» **What you need to do**
1. From the ElastiCache overview, transcribe the text word for word, beginning at the words "So Caching, as" and stopping after the words "write through capabilities.".
2. Reproduce the records from their first line through the line containing "[(1189, 98), (1077, 33)]", and keep every line in that range, requests included. Shift each coordinate in the answers by adding 68 to it.

1. ElastiCache overview
Welcome to this section on Elasti Cache. ElastiCache is an inmemory caching service from AWS. So it’s a fully managed inmemory data store or a caching service that you use to improve the performance of your read operations. ElastiCache is a remote caching service or a side cache. That is, it is a separate dedicated caching instance which runs on a separate server from the database and from the application. ElastiCache provides rapid access to data across distributed nodes. There are two flavors to ElastiCache you have ElastiCache for Redis and ElastiCache for Mem cache D. Both of these are open source key value stores. And ElastiCache provides a sub millisecond latency for your applications. Or in other words, it provides a microsecond latency.
And if you compare Redis to Memcache D, redis supports a lot more features than Memcache D does. Redis supports complex data types like sorted sets, snapshots, replication, encryption transactions, pub sub, messaging, transactional, luis, scripting, and also geospatial data. But what Redis does not support is a multi threaded architecture. So if you need multithreaded architecture, then Memcache D is the way to go. Redis is suitable for complex applications including messaging, queues, session, caching leaderboards, et cetera. Whereas Memcache D is relatively basic caching service that you can use for simple applications like static website caching. So now let’s look at different types of database caches that we have.
So Caching, as I mentioned, is used to store frequently accessed data, so it improves your read performance. So when you use caching, you essentially are taking the read load off your database and thereby improving the database performance. There are three types of database caches integrated cache, local cache, and a remote cache. So when you talk about the integrated cache, it is the cache that is built into your database. And because this cache is a part of the database, it’s typically limited by the available memory and resources on your database instance. For example, we have an integrated cache in Aurora, and this cache is an integrated and managed cache with built in write through capabilities.
It’s enabled by default. You don’t have to enable it, so you don’t need any code changes in order to use it. And the second type of cache is a local cache. So local cache is something you implement within your application. So this is used to store data within application. And third type of cache is the remote cache that we are right now interested in. And this is a dedicated cache. It stores data on dedicated servers, so typically it’s built upon key value NoSQL data stores. For example, Redis and Memcache Day and Remote caches can support up to a million requests per second per cache node. And they offer sub millisecond latency or microsecond latency. The caching of data and managing its validity, or the TTL the time to live is managed by your application.

» **Entries supplied**

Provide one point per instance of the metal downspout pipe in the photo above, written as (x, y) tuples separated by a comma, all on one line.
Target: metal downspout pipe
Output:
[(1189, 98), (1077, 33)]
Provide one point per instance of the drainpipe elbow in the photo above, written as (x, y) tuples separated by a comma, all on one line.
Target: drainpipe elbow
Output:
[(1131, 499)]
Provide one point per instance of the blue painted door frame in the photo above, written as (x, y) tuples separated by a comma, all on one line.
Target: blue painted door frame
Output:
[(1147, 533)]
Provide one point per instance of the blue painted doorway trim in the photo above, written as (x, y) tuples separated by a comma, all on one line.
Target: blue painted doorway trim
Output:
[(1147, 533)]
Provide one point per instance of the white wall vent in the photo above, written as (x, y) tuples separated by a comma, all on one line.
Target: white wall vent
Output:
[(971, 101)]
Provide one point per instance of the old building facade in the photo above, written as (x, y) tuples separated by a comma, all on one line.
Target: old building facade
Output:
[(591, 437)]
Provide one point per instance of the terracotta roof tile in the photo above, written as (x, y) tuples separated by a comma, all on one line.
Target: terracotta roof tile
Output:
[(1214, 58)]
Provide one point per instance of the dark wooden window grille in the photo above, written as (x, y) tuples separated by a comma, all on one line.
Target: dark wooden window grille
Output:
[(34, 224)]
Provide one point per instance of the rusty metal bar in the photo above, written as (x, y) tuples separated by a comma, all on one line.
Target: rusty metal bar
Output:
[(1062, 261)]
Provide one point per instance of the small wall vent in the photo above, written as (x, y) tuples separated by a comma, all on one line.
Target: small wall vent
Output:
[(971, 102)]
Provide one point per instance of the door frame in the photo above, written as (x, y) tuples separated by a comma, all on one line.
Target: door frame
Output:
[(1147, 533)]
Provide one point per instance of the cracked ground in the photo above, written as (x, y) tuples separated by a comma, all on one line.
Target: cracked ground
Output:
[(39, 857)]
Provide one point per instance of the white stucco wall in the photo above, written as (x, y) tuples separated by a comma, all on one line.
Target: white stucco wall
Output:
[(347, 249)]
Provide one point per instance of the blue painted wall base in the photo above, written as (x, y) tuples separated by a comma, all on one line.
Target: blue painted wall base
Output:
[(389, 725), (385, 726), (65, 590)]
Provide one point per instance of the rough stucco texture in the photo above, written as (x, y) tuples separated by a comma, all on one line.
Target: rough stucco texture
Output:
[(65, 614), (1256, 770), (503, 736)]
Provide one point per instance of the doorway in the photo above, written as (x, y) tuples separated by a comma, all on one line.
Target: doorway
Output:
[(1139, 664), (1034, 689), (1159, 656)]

» **Task-by-task results**
1.
So Caching, as I mentioned, is used to store frequently accessed data, so it improves your read performance. So when you use caching, you essentially are taking the read load off your database and thereby improving the database performance. There are three types of database caches integrated cache, local cache, and a remote cache. So when you talk about the integrated cache, it is the cache that is built into your database. And because this cache is a part of the database, it’s typically limited by the available memory and resources on your database instance. For example, we have an integrated cache in Aurora, and this cache is an integrated and managed cache with built in write through capabilities.

2.
Provide one point per instance of the metal downspout pipe in the photo above, written as (x, y) tuples separated by a comma, all on one line.
Target: metal downspout pipe
Output:
[(1257, 166), (1145, 101)]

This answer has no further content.